* Start Entries *

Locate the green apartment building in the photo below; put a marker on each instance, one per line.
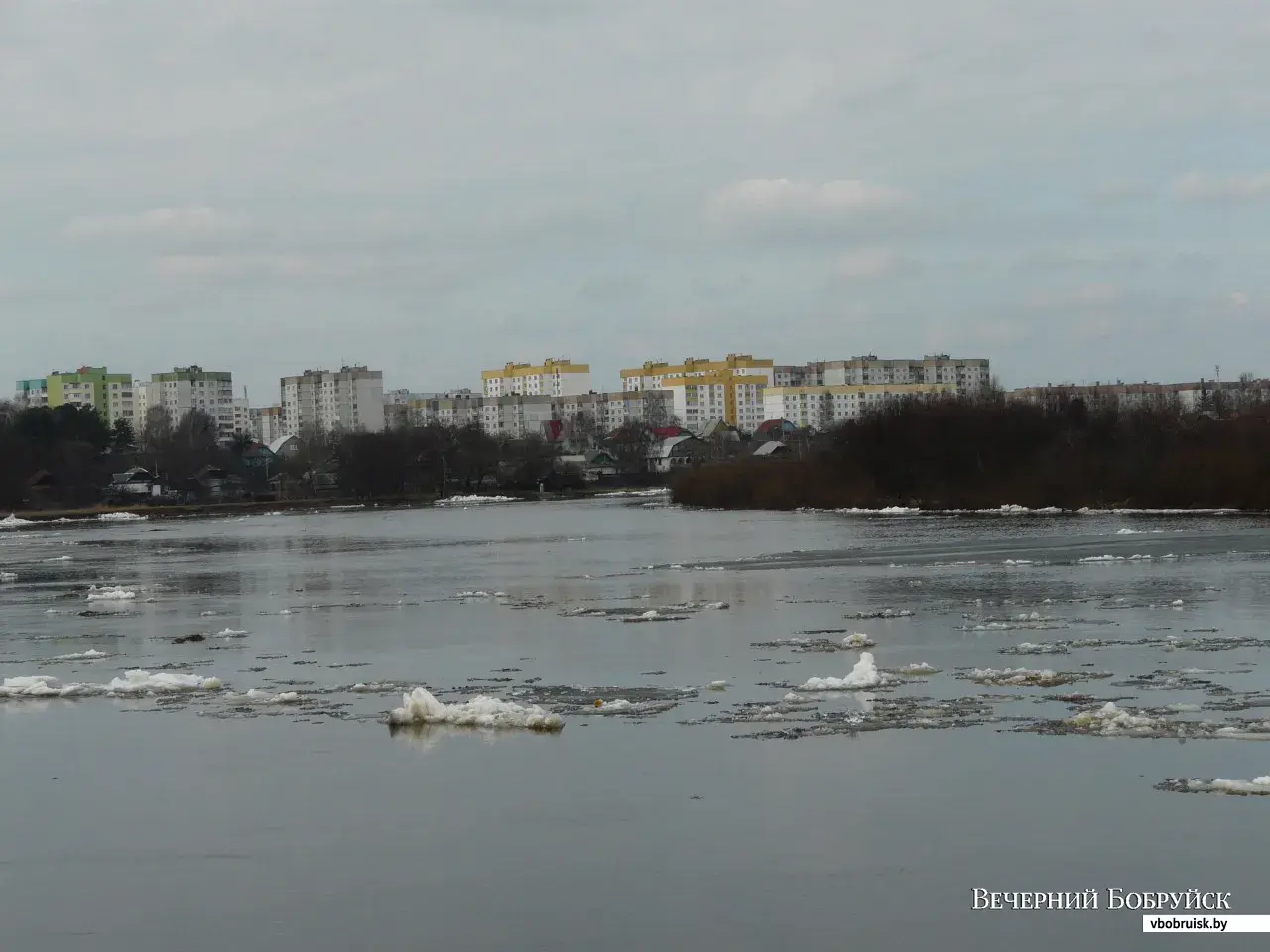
(109, 394)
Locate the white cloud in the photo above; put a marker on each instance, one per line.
(1202, 186)
(158, 225)
(869, 263)
(783, 198)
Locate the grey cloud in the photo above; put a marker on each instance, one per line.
(1203, 186)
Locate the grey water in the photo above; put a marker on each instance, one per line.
(702, 817)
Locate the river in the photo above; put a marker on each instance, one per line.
(689, 814)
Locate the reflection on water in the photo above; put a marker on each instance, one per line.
(666, 814)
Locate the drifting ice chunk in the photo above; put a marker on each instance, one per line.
(1019, 676)
(865, 674)
(421, 707)
(139, 682)
(1111, 720)
(264, 697)
(109, 594)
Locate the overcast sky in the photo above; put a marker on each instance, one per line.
(1076, 190)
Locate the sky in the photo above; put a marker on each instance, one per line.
(1079, 190)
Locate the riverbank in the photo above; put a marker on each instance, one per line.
(36, 518)
(971, 456)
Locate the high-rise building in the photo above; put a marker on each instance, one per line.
(109, 394)
(344, 400)
(266, 422)
(31, 393)
(968, 376)
(553, 377)
(187, 389)
(820, 405)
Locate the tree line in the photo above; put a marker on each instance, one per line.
(985, 452)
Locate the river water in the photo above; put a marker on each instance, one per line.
(694, 817)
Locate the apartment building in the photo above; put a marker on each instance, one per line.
(344, 400)
(553, 377)
(31, 393)
(654, 373)
(825, 405)
(968, 376)
(266, 422)
(186, 389)
(109, 394)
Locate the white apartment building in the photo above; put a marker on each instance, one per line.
(615, 409)
(825, 405)
(191, 388)
(266, 422)
(31, 393)
(348, 399)
(654, 373)
(966, 375)
(553, 377)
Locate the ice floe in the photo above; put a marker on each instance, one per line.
(135, 683)
(1256, 787)
(865, 674)
(421, 707)
(475, 500)
(111, 594)
(1026, 678)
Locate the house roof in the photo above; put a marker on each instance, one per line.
(667, 447)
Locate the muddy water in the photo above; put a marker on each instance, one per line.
(187, 812)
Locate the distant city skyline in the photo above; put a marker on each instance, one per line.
(432, 189)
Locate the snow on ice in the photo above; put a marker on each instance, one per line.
(421, 707)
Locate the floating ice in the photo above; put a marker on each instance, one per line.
(475, 500)
(264, 697)
(132, 684)
(109, 594)
(421, 707)
(920, 667)
(1257, 787)
(1110, 720)
(139, 682)
(1020, 678)
(865, 674)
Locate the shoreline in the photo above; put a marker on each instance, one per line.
(41, 518)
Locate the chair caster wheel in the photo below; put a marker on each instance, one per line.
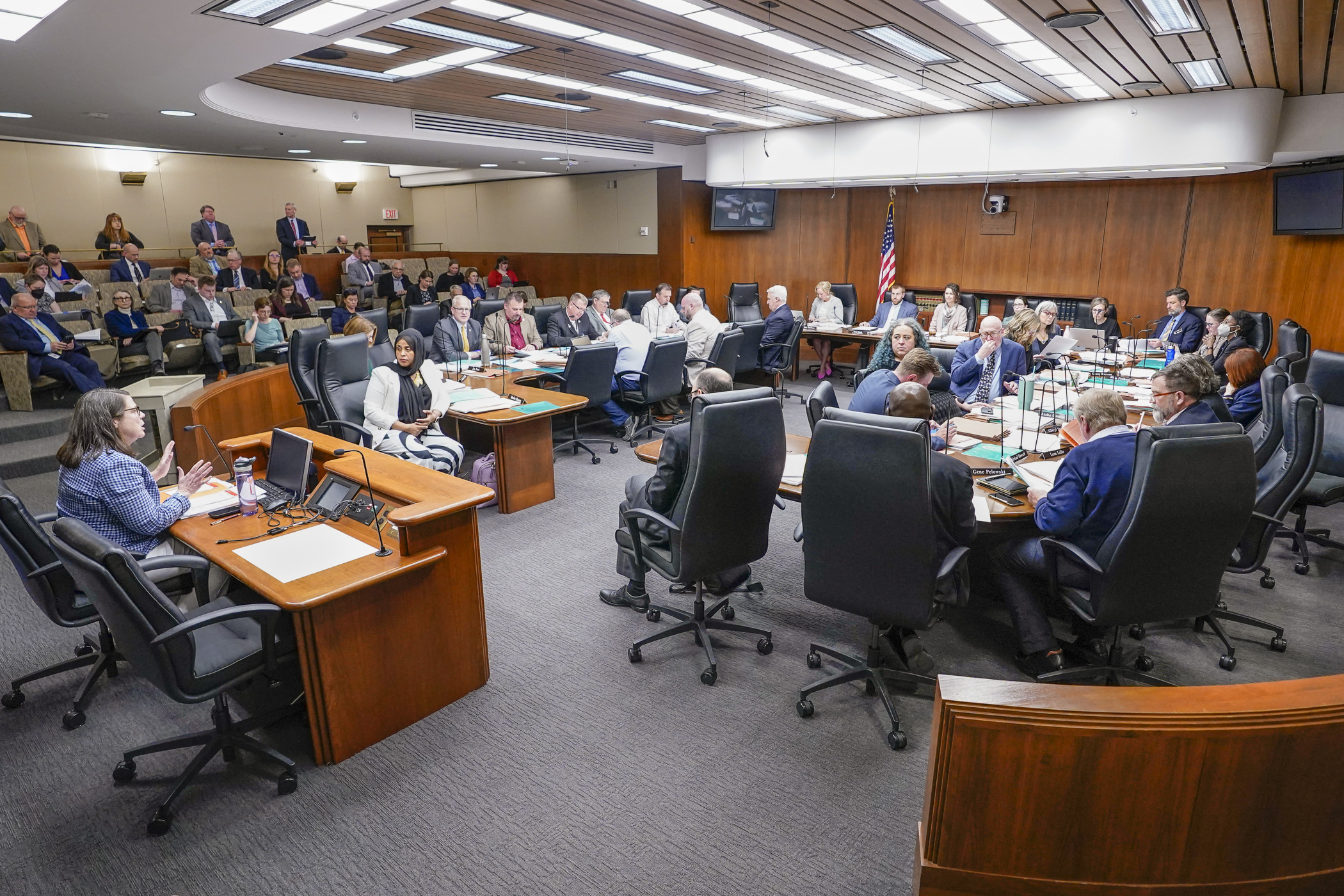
(160, 824)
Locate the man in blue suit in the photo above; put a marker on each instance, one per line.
(51, 347)
(1180, 328)
(777, 325)
(894, 309)
(129, 269)
(1085, 503)
(980, 365)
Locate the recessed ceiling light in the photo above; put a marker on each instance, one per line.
(370, 46)
(682, 125)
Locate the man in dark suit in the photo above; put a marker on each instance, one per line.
(207, 230)
(1084, 504)
(459, 337)
(1180, 328)
(292, 233)
(950, 490)
(51, 348)
(659, 493)
(777, 325)
(234, 276)
(570, 324)
(129, 269)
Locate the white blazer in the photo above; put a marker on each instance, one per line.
(385, 391)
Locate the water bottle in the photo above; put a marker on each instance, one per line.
(245, 485)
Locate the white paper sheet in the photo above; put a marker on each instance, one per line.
(303, 552)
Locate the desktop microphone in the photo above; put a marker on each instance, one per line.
(383, 551)
(202, 426)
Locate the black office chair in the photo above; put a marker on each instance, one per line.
(819, 401)
(662, 378)
(303, 371)
(342, 383)
(191, 657)
(781, 365)
(634, 301)
(744, 303)
(1141, 574)
(722, 515)
(588, 372)
(484, 308)
(1280, 483)
(892, 588)
(1325, 378)
(542, 314)
(1267, 430)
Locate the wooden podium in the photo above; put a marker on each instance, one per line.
(1062, 790)
(382, 641)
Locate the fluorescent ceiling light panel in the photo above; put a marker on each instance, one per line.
(999, 90)
(1202, 73)
(662, 83)
(534, 101)
(370, 46)
(778, 41)
(458, 34)
(620, 45)
(683, 127)
(338, 70)
(502, 72)
(487, 8)
(679, 60)
(906, 45)
(552, 26)
(1167, 17)
(723, 22)
(319, 18)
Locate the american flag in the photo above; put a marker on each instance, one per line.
(888, 276)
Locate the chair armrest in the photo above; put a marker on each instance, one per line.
(266, 614)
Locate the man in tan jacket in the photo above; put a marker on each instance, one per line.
(509, 330)
(22, 238)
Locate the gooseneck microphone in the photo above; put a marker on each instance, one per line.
(383, 551)
(214, 445)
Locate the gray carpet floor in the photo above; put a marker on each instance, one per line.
(572, 771)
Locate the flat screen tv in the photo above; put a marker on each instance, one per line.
(1309, 200)
(738, 209)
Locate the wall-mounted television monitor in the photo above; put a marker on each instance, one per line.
(1309, 200)
(740, 209)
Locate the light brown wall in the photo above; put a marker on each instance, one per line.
(70, 190)
(577, 214)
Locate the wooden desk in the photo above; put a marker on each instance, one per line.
(525, 472)
(1226, 790)
(382, 641)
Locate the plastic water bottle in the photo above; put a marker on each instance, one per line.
(245, 485)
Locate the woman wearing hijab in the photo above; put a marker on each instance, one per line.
(404, 404)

* End Entries *

• Set exercise:
Rewrite all the lines above, changing "marker" to "pin" throughout and keeping everything else the same. Omit the pictures.

• Complete output:
Locate the green apartment building in the photo below; put a pin on each instance, one per line.
(109, 394)
Locate the white cloud in the photo above; put a pin on each instance, one per line.
(1202, 186)
(158, 225)
(869, 263)
(783, 198)
Locate the grey cloud in the photo above; put a pin on each instance, one per line.
(1203, 186)
Locate the grey water in the photo above; put a pin on each instance, one per line.
(702, 817)
Locate the river in the photo above; put a pin on each instance, one per line.
(689, 814)
Locate the reflection on water in the photo above; put a pin on each instance, one per line.
(666, 814)
Locate the drifting ice chunk in the photo above; put a pin on each instance, one per line.
(1019, 676)
(865, 674)
(421, 707)
(139, 682)
(1111, 720)
(264, 697)
(109, 594)
Locate the overcast sky in the photo above; put a pin on each instance, one per line.
(1076, 190)
Locate the sky in the photo above; put a pin on each instance, one per line.
(1079, 190)
Locate the riverbank in the photo above; put a pin on each instance, one per line.
(36, 518)
(971, 456)
Locate the high-rise building in the photo above; put a pin on each instance, one per line.
(109, 394)
(344, 400)
(266, 422)
(31, 393)
(968, 376)
(553, 377)
(187, 389)
(820, 405)
Locate the tree line in the photo above; put a pin on each instance, one per line.
(985, 452)
Locate the river water in the photo above; put a pin on each instance, one per line.
(694, 817)
Locate the apartment building in the photo above; put a pin on each instance, one per line.
(344, 400)
(553, 377)
(31, 393)
(654, 373)
(825, 405)
(968, 376)
(266, 422)
(186, 389)
(109, 394)
Locate the white apartment building in the photo above; put a pin on each instance, one per line.
(615, 409)
(825, 405)
(191, 388)
(266, 422)
(31, 393)
(348, 399)
(654, 373)
(966, 375)
(553, 377)
Locate the ice floe in the photo above; put a pin on each instance, one per line.
(135, 683)
(1256, 787)
(865, 674)
(421, 707)
(475, 500)
(111, 594)
(1026, 678)
Locate the house roof in the photo above; put a pin on each instance, one per line.
(667, 447)
Locate the muddy water in the photo above; put a pin on each instance, one per line.
(187, 812)
Locate the distant city skyline in the photo above; put a pin on each instance, one per line.
(432, 189)
Locate the snow on ice in the photo above; put a pin on each instance, one per line.
(421, 707)
Locate the floating ice in the photo above; put a pin on each instance, one per line.
(475, 500)
(264, 697)
(132, 684)
(109, 594)
(421, 707)
(920, 667)
(1257, 787)
(1110, 720)
(139, 682)
(1020, 678)
(865, 674)
Locate the shoreline in the photo above; put a pin on each instance, one per line.
(41, 518)
Locate the chair caster wheel in the photo below; put a pin on each instance, one per line.
(160, 824)
Locate the man in blue suit in the photo above; put a pin on each instance, one per line.
(51, 347)
(1180, 328)
(777, 325)
(894, 309)
(129, 269)
(1085, 503)
(980, 365)
Locate the recessed ceiling light in the photo above; put a pin on each instance, one per line.
(370, 46)
(682, 125)
Locate the man in dark suit in the photo above; put a pin on each instance, one per line.
(207, 230)
(1084, 504)
(459, 337)
(1180, 328)
(292, 233)
(950, 490)
(51, 348)
(659, 493)
(777, 325)
(234, 276)
(570, 324)
(129, 269)
Locate the white blazer in the photo above; put a pin on each instance, one per line.
(385, 391)
Locate the water bottle in the photo above; put a pin on each instance, one per line.
(245, 485)
Locate the white paper sheet in the photo above; put a pin on each instance, one per line.
(303, 552)
Locate the desktop microphone in the photo above; put a pin on each instance, one per line.
(383, 551)
(202, 426)
Locate the black office chair in the photo above; put a pin on each instance, one per line.
(819, 401)
(662, 378)
(303, 371)
(342, 383)
(191, 657)
(781, 365)
(634, 301)
(744, 303)
(1141, 574)
(722, 515)
(588, 372)
(484, 308)
(1280, 483)
(892, 588)
(1325, 378)
(542, 314)
(1267, 430)
Locate the wooden podium in the photo above; put a pin on each instance, one per line.
(1062, 790)
(382, 641)
Locate the fluorescent ceiling light panel in the photo above; put a pin on each instance, one per line.
(999, 90)
(1202, 73)
(662, 83)
(534, 101)
(370, 46)
(778, 41)
(458, 34)
(620, 45)
(683, 127)
(338, 70)
(502, 72)
(487, 8)
(679, 60)
(906, 45)
(552, 26)
(1167, 17)
(723, 22)
(319, 18)
Locate the american flag in the photo above; put a pin on each instance, one per line.
(888, 276)
Locate the chair armrest in the photo above; put a pin on each instance, one per line.
(266, 614)
Locate the man in tan jacket in the photo above; put a pin on each instance, one per line.
(509, 330)
(22, 238)
Locate the gooseneck microphone in the photo above; put a pin on each instance, one per line.
(383, 551)
(214, 445)
Locate the gray carpet floor in the photo above; put a pin on each instance, one per line.
(572, 771)
Locate the flat screen tv in the photo above; put a pin on each instance, one per line.
(1309, 200)
(738, 209)
Locate the wall-mounted television monitor in the photo above; put a pin on each instance, one per line.
(1309, 200)
(740, 209)
Locate the light brown wall in the photo above; put a pin on each instance, one per line.
(70, 190)
(577, 214)
Locate the wooden desk in the photo above; put a pin on each instance, one per line.
(525, 472)
(1226, 790)
(382, 641)
Locate the plastic water bottle in the photo above; put a pin on each instance, one per line.
(245, 485)
Locate the woman wearing hijab in the photo above; put a pin on each instance, one per line.
(404, 404)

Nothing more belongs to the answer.